**DATA RECORDS:**
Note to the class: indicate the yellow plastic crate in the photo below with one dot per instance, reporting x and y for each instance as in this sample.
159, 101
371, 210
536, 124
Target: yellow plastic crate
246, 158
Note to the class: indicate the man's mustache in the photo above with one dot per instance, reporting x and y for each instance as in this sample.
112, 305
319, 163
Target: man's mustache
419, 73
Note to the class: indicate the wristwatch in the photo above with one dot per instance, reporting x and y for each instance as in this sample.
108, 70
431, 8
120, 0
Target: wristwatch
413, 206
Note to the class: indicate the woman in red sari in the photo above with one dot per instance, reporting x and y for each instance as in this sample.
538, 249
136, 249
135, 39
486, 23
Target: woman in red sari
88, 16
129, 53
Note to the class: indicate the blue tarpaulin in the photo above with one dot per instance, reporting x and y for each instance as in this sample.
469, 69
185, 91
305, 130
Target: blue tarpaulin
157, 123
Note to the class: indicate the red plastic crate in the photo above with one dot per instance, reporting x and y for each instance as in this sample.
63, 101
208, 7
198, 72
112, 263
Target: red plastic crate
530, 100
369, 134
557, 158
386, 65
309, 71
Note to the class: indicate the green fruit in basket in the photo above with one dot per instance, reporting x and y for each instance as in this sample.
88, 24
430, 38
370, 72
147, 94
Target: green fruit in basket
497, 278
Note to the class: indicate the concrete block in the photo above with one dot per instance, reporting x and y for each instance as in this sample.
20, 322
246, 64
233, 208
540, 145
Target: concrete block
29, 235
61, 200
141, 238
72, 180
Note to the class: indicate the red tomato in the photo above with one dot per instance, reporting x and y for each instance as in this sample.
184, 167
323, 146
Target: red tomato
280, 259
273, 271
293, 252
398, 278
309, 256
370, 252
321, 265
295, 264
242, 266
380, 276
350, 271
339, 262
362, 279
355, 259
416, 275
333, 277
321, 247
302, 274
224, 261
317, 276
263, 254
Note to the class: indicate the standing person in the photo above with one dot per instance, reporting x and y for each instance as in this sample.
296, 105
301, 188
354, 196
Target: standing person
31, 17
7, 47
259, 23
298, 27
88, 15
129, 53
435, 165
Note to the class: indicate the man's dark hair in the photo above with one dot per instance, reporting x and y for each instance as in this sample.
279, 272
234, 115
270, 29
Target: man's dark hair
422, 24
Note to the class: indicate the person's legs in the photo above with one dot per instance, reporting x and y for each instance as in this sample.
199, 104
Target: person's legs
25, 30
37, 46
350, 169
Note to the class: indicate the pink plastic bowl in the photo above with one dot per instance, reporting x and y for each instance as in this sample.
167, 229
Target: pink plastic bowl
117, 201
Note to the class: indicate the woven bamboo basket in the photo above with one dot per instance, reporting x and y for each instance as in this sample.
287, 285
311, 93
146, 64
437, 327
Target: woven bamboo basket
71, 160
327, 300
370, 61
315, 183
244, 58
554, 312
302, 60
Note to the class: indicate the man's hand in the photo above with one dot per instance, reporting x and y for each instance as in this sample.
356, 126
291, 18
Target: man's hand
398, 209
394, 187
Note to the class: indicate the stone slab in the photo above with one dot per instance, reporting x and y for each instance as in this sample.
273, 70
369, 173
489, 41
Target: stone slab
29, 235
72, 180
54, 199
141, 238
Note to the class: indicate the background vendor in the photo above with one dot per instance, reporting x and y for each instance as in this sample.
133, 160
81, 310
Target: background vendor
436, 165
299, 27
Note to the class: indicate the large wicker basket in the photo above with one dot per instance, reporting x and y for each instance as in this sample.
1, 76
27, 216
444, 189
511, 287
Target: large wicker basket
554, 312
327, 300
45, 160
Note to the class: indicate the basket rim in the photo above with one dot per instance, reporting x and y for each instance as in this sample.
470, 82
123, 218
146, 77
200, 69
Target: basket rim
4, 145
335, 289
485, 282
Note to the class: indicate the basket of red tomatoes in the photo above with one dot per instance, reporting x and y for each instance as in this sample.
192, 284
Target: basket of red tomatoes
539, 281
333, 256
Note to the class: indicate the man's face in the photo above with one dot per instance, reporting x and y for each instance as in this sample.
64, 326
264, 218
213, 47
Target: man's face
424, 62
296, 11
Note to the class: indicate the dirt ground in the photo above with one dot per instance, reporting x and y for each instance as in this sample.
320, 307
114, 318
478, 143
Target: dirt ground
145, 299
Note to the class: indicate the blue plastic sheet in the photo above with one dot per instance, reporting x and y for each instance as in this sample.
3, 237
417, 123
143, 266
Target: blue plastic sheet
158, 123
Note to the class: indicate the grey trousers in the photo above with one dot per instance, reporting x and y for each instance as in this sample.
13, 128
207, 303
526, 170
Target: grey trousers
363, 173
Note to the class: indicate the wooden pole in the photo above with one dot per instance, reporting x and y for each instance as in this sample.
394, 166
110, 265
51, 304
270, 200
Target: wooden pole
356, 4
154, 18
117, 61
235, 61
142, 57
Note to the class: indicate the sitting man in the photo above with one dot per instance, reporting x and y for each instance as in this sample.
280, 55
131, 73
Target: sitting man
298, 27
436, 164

**TASK TO COMPLETE:** Rewrite all of the material above, changing each "Note to the class" to "Instructions for the team" and leaving everything else as it is.

**ANSWER TO THIS TASK:**
Instructions for the team: indicate the yellow plastic crate in the photo below with one dot per instance, reporting x and y for each instance as in this sample.
159, 101
371, 210
536, 124
Target: yellow plastic crate
246, 158
Instructions for the team: indicate the man's mustache in the photo above with one dot per instance, reporting x and y for each instance as in this sample.
112, 305
319, 163
Target: man's mustache
419, 73
Instructions for the team: indicate the wristwatch in the photo above with one dot per instance, reporting x and y for each instance as in this sample.
108, 70
431, 8
120, 0
Target: wristwatch
413, 206
Instructions for the team: indicate the woman in red sari in the photo above with one dot per instance, reporting x and y for each instance as in this sample.
538, 249
136, 249
135, 39
486, 23
Target: woman in red sari
88, 16
129, 53
Instructions for the team: indicate the blue tarpaulin in the photo above with one dot per instance, reporting x and y for each instance as in this sample.
469, 69
185, 91
305, 130
Target: blue tarpaulin
157, 123
Instructions for the team: indicate the red plastic crate in the photo above with one dot per instance, reporting x and y for each instance as in this sample.
63, 101
208, 7
198, 72
112, 263
Target: red plastic crate
530, 100
369, 134
557, 158
386, 65
309, 71
Instructions for the team: indicate the green fruit in basket in the photo above with one dot per instance, reporting x and y for each instance as in this sample.
88, 24
430, 38
370, 72
147, 94
Target: green fruit in basket
497, 278
Instructions for the team: indicate the concrete block in the photo above with one dot per instance, reporting x and y for each instance as in this sample.
20, 322
246, 64
233, 208
540, 145
Target: concrete block
29, 235
61, 200
141, 238
72, 180
Instructions for the team: indicate the red tomato in the photo above with one dot per instance, reporting x and y for each instance as in this sample.
184, 167
323, 146
Target: red tomato
280, 259
273, 271
293, 252
398, 278
309, 256
370, 252
321, 265
295, 264
242, 266
380, 276
350, 271
339, 262
362, 279
355, 259
416, 275
333, 277
321, 247
302, 274
224, 261
317, 276
263, 254
Instructions for the team: indicate the standing person in the photo above with one dot per instance, reporting x and y for each instance as in this sample.
296, 105
301, 188
354, 196
Target: standing person
31, 17
7, 47
259, 23
298, 27
88, 15
129, 53
435, 165
Instructions for the team: indicate the man's dark hair in the photo above with one dot per instance, reporting x and y for each instance as in this sample.
279, 272
234, 115
270, 29
Target: man's dark hair
422, 24
Instructions for the team: indicate the person's legs in the photo above with one dot per instance, reporting x and y for each instance as in this sample.
199, 104
Target: person's legs
25, 30
37, 46
350, 169
Instructions for the team: indicate the pink plastic bowl in the photo above with one dot per instance, reporting x and y for each instance as in this sample.
167, 229
Target: pink plastic bowl
117, 201
Instructions for the team: indicate the woven bamboo basket in the photo above with one dot per instance, reporting x and y for each instance as in this sample.
287, 285
311, 93
146, 64
437, 327
Target: woven bamboo basket
71, 160
327, 300
370, 61
315, 183
244, 58
554, 312
302, 60
Instructions for the team: indicate the man's hand in the photo above with one dot per instance, reporting x and y for each instance as in this sample.
356, 126
291, 18
Target: man's hand
398, 209
394, 187
Instructions for the team: indicate the stone slab in the photo above with one dot per instance, reporting x and y for each instance as in this sample.
273, 70
369, 173
489, 41
Target: stone slab
29, 235
72, 180
54, 199
141, 238
Instructions for the team: indicate the background vendor in the photo above with one dot per instance, reporting x and y for each instance as in this sample.
133, 160
81, 310
Target: background vendor
436, 165
299, 27
Instructions for the team: indicate the large wicker basket in the photo above with one dot per instance, reporting x and y for each instance as in this sample.
1, 76
27, 216
444, 189
511, 287
Target: large wicker basket
554, 312
327, 300
45, 160
Instructions for the team: indicate the basket rim in the photo above with one dot per instance, reporting x and y for each instance as in this sample.
470, 82
123, 218
146, 77
200, 69
Target: basket rim
4, 145
335, 289
485, 282
Instructions for the team: indicate the basket of red tomatoes in the photo above with one dot per instance, reporting x and y for each instance as in this sample.
192, 284
Target: basket of red tomatoes
539, 281
333, 256
Instructions for the team: indicate the man's face in the photo above with one dot per instance, reporting x and y for each instance as in this sample.
64, 326
264, 218
213, 47
Target: man's face
424, 62
296, 11
Instructions for the team: indicate the dirt ground in the photo above with one dot per instance, reporting x and y for each instance as in this sample.
320, 307
114, 318
478, 143
Target: dirt ground
145, 299
Instructions for the team: indicate the blue plastic sheet in the photo above with one dot per instance, reporting x and y for each instance as in this sample.
3, 237
417, 123
143, 266
Target: blue plastic sheet
158, 123
Instructions for the team: indicate the grey trousers in the photo above with one dot per instance, reporting x and y for each instance as in this sample.
13, 128
207, 303
526, 170
Target: grey trousers
363, 173
Instructions for the team: indicate the wooden pole in the photo above with one dot per instance, reporting x and y for each instance as in this sample.
394, 166
110, 265
51, 304
270, 200
Target: wooden pole
356, 4
154, 18
117, 61
235, 61
142, 57
Instructions for the team: indicate the sitting man in the photo above with one dot per instance, reporting x and y for each instance as in this sample.
280, 55
131, 73
Target: sitting man
298, 27
436, 164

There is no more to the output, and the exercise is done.